■ Activity 1
From the passage about Omoya at UCLA, write out the text word for word. Begin at the words "What helped her" and stop after the words "Engineering and Diversity.".
■ Activity 2
In the passage about Omoya at UCLA, what single word sums up her UCLA journey?
■ Activity 3
Carry on the passage about Omoya at UCLA from where it ends.

Document passage Block Start

But as she prepares to receive her doctoral hood on June 18, Omoya said she hopes her achievement highlights the unique challenges Black students face.

What helped her thrive at UCLA? Add one more word to summarize her UCLA journey: “Community.”

Early on, she joined the Center for Excellence in Engineering and Diversity.

“I was immediately impressed by her abounding curiosity, intelligence, creativity, drive and love of math,” said Audrey Pool O’Neal, a UCLA adjunct associate professor of mechanical and aerospace engineering and the center’s former director of undergraduate programs. “I soon learned these gifts were rivaled only by her compassion, sense of responsibility and an overwhelming desire to help others.”

Omoya also volunteered as the social media director and data analyst for UCLA’s Women in Engineering program, better known as WE@UCLA; and she joined Black Campus Ministries, the Nigerian Student Association, National Society of Black Engineers and Alpha Kappa Alpha sorority. Not only did the activities contribute to her scholarship and professional development goals, but they enhanced her Christian faith and her appreciation for service and commitment to sisterhood.

Document passage Block End
Information Block Start

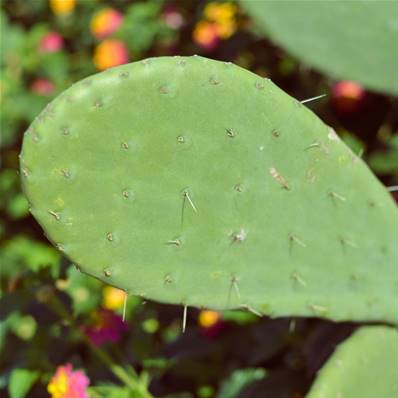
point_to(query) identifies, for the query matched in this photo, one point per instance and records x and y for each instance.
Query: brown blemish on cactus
(347, 242)
(98, 104)
(168, 279)
(335, 195)
(55, 215)
(279, 178)
(315, 144)
(371, 204)
(230, 133)
(252, 310)
(25, 172)
(186, 195)
(175, 242)
(65, 130)
(238, 188)
(311, 177)
(317, 309)
(295, 239)
(259, 86)
(163, 90)
(181, 63)
(65, 173)
(239, 237)
(235, 286)
(298, 278)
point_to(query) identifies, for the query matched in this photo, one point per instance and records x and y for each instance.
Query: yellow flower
(62, 7)
(225, 29)
(220, 12)
(113, 298)
(68, 383)
(205, 34)
(59, 386)
(110, 53)
(208, 318)
(105, 22)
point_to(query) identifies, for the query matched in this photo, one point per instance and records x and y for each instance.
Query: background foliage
(52, 314)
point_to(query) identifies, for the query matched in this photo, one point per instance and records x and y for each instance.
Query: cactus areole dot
(164, 184)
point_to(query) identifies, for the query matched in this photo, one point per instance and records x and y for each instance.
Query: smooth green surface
(363, 366)
(279, 215)
(354, 40)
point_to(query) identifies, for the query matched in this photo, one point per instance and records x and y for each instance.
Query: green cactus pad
(192, 181)
(354, 40)
(364, 366)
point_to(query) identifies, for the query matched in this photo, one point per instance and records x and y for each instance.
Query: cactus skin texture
(192, 181)
(336, 37)
(363, 366)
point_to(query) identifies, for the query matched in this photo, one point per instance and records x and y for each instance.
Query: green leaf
(354, 40)
(363, 366)
(20, 253)
(238, 380)
(21, 381)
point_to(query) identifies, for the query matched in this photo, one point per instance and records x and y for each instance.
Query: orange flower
(105, 22)
(62, 7)
(220, 12)
(205, 34)
(208, 318)
(67, 383)
(110, 53)
(347, 96)
(113, 298)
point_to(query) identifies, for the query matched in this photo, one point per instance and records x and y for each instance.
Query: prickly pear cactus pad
(364, 366)
(347, 39)
(192, 181)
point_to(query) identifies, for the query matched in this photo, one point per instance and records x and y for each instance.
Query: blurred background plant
(62, 333)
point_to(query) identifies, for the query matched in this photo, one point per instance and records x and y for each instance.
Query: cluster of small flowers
(219, 23)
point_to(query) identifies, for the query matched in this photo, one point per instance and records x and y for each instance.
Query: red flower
(51, 42)
(105, 326)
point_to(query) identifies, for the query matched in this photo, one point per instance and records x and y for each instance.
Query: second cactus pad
(192, 181)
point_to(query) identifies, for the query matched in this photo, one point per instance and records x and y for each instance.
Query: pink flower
(105, 22)
(105, 326)
(172, 18)
(347, 96)
(67, 383)
(51, 42)
(42, 86)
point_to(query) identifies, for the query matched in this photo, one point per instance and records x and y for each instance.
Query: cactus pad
(354, 40)
(192, 181)
(364, 366)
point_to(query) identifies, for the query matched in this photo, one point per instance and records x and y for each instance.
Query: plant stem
(127, 379)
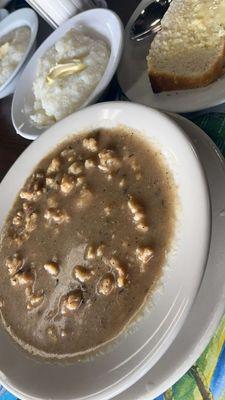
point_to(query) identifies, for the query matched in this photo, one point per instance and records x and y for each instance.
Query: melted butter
(203, 14)
(3, 50)
(63, 70)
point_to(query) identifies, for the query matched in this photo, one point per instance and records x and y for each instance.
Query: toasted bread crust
(162, 82)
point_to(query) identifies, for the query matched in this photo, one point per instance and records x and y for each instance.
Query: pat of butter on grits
(61, 86)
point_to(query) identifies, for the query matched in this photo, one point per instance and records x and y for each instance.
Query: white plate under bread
(134, 81)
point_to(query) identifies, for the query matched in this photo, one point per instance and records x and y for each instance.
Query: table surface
(11, 144)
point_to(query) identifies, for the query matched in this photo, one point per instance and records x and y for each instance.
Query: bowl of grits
(70, 70)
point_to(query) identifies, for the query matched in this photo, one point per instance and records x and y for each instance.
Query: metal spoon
(149, 20)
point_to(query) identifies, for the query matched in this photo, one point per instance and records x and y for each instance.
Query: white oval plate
(22, 17)
(102, 23)
(209, 305)
(132, 355)
(134, 81)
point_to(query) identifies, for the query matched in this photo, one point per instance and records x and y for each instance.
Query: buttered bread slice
(189, 51)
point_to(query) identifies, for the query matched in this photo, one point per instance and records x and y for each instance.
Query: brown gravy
(85, 242)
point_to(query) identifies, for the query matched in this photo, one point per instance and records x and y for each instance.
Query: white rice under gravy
(12, 49)
(66, 94)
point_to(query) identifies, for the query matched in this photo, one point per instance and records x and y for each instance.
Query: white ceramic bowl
(132, 355)
(105, 24)
(22, 17)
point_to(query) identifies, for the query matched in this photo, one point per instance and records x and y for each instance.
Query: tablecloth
(206, 379)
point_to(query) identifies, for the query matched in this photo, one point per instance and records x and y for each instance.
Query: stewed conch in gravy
(85, 242)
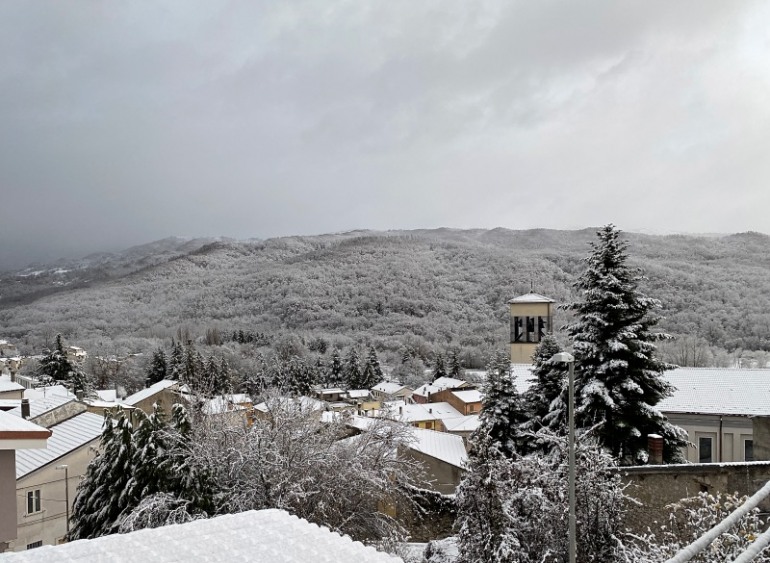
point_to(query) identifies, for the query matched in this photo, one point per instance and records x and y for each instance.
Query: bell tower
(531, 319)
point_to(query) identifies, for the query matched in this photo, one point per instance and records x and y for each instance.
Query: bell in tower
(531, 320)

Information Block End

■ Exercise response 1
What helped her thrive at UCLA? Add one more word to summarize her UCLA journey: “Community.”

Early on, she joined the Center for Excellence in Engineering and Diversity.

■ Exercise response 2
Community

■ Exercise response 3
As an undergraduate, Omoya joined the lab of Henry Burton, UCLA’s Presidential Professor of Structural Engineering, which investigates the societal and technological impacts of natural hazards, with a particular focus on earthquakes. She had found her scholarly niche.

Omaya continued as a member of Burton’s research group through her graduate studies. Her doctoral dissertation focused on a new type of model to assess earthquake damage to communities and forecast their post-disaster recovery processes.

Focusing on the 2014 Napa earthquake, Omoya’s approach uses more data — including detailed building and site information, as well as sociodemographic data — than previous models. And it incorporates a type of statistical analysis called Bayesian inferencing for more robust and real-time modeling. Ultimately, the goal was to develop a better blueprint to help communities in the immediate aftermath of an earthquake and throughout their long-term recovery.

Morolake Omoya doctoral dissertation
Audrey Pool O’Neal/UCLA
Omoya joined Professor Henry Burton’s lab as an undergraduate; he helped celebrate her March 2023 dissertation defense.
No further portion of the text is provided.